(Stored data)
# # # # #

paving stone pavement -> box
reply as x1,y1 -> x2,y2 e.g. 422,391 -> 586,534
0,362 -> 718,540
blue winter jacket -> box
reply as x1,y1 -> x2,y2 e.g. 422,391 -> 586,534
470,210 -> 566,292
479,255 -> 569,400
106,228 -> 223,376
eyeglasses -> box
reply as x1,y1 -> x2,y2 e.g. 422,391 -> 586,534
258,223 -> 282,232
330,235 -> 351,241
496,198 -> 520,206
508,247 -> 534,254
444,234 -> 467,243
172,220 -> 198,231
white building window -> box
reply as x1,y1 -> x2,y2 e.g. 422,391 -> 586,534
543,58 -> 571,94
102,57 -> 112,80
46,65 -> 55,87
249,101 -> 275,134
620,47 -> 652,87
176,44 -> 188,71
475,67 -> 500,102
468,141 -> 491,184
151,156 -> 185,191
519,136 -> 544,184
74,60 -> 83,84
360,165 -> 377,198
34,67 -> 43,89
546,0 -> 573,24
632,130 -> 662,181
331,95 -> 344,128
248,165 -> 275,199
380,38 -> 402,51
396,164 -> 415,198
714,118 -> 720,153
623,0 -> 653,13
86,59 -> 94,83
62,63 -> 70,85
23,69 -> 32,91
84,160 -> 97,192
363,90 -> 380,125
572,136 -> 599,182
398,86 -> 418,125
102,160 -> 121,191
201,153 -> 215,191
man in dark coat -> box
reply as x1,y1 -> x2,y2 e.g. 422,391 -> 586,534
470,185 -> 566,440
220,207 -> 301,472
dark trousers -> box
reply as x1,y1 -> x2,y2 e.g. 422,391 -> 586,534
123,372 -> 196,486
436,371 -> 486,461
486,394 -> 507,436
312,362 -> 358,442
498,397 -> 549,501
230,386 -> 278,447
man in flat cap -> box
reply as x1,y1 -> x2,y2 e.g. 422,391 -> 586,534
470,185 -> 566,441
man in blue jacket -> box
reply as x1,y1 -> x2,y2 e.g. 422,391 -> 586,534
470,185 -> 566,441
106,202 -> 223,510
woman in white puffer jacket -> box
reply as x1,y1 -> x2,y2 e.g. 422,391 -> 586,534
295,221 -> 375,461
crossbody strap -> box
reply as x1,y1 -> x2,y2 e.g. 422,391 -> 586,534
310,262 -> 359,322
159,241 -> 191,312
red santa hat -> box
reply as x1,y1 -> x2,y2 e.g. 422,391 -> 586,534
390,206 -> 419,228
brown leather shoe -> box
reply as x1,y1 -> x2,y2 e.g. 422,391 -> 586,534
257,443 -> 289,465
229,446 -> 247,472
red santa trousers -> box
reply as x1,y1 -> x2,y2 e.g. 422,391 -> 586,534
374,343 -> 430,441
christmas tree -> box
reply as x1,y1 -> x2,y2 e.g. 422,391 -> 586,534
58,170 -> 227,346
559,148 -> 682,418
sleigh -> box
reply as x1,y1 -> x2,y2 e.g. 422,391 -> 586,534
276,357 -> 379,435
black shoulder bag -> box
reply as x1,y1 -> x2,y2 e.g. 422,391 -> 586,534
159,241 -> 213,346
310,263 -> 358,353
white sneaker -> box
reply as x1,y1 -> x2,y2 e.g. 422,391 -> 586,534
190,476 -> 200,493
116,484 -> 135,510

# # # # #

(TASK TO CARRY OUT) If a line of the records above holds the word "trousers", show it.

(COMPLETED EXERCISE)
dark trousers -> box
red santa trousers -> box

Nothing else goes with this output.